What you need to do:
Reproduce the following records exactly from the line containing "Indicate the dark tv" onward, ending with the last line and including it.

Coordinate annotation entries
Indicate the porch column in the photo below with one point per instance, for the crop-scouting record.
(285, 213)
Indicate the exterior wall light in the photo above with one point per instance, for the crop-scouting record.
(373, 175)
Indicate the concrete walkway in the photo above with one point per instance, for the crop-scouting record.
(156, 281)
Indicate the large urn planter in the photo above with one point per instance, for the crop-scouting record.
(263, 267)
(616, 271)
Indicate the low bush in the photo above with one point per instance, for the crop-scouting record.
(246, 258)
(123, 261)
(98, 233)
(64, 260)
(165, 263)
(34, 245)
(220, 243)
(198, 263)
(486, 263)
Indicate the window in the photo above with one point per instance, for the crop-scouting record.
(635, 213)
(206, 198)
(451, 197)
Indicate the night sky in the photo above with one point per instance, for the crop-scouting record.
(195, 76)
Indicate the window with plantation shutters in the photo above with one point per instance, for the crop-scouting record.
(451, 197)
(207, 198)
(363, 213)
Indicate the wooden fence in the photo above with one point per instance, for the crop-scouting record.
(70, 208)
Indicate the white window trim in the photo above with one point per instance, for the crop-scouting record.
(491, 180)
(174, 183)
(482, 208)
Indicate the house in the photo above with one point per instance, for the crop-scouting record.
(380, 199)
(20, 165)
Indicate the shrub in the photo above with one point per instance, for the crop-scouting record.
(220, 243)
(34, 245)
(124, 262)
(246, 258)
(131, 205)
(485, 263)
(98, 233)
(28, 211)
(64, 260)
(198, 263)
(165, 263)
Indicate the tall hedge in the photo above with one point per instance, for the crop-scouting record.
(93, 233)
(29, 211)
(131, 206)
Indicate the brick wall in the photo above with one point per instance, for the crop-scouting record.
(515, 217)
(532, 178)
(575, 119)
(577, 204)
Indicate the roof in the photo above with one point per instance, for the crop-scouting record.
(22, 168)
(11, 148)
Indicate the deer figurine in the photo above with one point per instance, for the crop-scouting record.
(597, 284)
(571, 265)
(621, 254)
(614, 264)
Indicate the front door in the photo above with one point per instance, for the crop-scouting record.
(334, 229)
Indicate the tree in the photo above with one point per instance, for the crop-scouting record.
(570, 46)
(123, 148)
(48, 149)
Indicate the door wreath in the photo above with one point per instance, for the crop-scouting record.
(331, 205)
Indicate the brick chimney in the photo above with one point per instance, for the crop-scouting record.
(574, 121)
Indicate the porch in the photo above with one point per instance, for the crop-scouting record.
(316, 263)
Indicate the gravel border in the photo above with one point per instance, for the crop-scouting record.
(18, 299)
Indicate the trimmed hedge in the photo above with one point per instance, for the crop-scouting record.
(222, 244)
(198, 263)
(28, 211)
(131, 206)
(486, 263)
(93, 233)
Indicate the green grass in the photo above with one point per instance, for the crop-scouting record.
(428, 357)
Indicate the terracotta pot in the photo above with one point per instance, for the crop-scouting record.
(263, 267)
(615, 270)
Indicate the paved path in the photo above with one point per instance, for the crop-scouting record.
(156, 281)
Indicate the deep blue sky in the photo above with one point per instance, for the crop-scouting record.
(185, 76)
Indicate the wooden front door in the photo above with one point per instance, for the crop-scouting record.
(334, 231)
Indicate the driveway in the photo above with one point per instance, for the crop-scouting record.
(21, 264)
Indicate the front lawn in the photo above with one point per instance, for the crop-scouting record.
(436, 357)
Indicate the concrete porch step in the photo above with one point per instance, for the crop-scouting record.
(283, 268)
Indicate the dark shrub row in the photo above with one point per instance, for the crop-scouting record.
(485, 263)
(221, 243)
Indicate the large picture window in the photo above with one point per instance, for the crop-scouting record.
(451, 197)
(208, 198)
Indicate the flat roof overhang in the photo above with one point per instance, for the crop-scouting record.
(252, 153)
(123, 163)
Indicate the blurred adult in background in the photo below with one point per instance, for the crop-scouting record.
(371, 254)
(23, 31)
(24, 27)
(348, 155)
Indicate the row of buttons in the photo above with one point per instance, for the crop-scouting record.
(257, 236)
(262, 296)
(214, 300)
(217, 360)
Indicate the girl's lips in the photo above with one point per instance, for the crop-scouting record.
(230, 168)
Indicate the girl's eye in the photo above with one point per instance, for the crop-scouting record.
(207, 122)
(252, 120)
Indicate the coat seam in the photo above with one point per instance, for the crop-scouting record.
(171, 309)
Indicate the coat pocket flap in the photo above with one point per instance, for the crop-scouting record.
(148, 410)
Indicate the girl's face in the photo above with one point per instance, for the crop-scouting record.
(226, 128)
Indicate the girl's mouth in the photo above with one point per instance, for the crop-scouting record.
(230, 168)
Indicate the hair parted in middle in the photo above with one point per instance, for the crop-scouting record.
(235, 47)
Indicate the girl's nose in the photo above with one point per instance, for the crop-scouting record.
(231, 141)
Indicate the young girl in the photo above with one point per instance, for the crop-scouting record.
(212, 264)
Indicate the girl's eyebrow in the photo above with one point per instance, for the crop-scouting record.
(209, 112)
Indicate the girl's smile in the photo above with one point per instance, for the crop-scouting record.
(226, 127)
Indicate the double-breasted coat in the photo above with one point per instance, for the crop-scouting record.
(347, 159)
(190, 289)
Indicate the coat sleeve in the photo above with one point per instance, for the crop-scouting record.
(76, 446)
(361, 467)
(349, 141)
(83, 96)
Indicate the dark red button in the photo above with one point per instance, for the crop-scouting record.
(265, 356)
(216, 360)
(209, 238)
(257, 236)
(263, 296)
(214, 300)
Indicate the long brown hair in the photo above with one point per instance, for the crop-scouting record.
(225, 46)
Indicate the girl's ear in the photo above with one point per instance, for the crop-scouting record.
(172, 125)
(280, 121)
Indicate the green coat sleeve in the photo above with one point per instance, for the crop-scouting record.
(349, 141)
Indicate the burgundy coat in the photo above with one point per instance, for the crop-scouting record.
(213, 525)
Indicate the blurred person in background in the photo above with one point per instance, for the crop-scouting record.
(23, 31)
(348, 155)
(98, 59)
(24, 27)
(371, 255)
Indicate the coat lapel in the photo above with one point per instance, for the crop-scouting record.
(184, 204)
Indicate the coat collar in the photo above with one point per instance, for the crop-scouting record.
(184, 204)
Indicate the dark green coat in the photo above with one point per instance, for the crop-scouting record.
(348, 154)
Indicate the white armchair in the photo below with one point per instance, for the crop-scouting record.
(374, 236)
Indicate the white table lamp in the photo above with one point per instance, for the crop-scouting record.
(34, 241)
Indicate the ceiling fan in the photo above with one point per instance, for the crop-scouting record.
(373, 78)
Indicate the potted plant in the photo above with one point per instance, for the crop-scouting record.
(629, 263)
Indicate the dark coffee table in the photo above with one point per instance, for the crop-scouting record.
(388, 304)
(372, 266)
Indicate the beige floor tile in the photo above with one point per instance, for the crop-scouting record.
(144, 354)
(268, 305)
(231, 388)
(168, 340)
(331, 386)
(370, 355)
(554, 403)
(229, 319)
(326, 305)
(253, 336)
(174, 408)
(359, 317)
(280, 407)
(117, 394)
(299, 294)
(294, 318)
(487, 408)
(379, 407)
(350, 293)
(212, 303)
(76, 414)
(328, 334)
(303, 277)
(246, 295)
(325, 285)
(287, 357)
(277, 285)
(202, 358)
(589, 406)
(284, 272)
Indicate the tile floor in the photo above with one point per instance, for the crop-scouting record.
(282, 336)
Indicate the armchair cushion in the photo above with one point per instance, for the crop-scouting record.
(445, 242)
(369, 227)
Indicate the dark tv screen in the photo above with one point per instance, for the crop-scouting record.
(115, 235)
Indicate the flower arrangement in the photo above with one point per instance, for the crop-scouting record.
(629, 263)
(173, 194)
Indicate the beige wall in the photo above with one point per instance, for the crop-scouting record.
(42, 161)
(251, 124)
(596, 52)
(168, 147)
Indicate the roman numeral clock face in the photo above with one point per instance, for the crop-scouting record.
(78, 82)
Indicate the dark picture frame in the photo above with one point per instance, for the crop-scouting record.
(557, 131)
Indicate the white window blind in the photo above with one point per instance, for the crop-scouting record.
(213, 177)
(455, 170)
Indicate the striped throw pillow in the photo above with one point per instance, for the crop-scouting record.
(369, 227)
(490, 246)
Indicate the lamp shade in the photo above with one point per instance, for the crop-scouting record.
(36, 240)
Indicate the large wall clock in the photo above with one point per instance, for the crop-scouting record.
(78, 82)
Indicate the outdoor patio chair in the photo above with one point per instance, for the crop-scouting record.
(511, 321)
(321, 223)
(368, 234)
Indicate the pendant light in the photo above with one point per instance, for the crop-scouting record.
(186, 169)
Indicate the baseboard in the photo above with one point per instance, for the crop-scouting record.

Answer to the problem:
Indicate the dark tv screen in the photo above with one point per instance, for the crop-scouting record.
(115, 235)
Indicate the flower arrangement in the photo above with one point per instance, for the crop-scouting record.
(629, 263)
(173, 194)
Indicate the beige wall in the photo above with one point per instance, for the crop-scouting record.
(42, 161)
(251, 124)
(596, 52)
(168, 147)
Indicate the roman numeral clock face in the photo above with one point per instance, for the crop-scouting record.
(78, 82)
Indicate the dark picture frame in the photo above with one point per instance, for the crop-scouting record.
(557, 131)
Indicate the white window blind in the photo above with one point per instance, for the crop-scouting record.
(213, 177)
(455, 170)
Indicate the striped throw pillow in the photo above with one point per instance, for the crop-scouting record.
(369, 227)
(490, 246)
Indicate the lamp shade in the photo above with one point per instance, for the crop-scouting record.
(36, 240)
Indicate the large wall clock in the photo above with one point per instance, for the crop-scouting record.
(78, 82)
Indicate the outdoor patio chair in the photo above with one point per instance, for the crop-scouting record.
(511, 321)
(321, 223)
(368, 234)
Indicate the pendant light in the photo above with one point per instance, for the crop-scouting record.
(186, 169)
Indicate the baseboard in the photo above with one point per instance, for the crop-scouting record.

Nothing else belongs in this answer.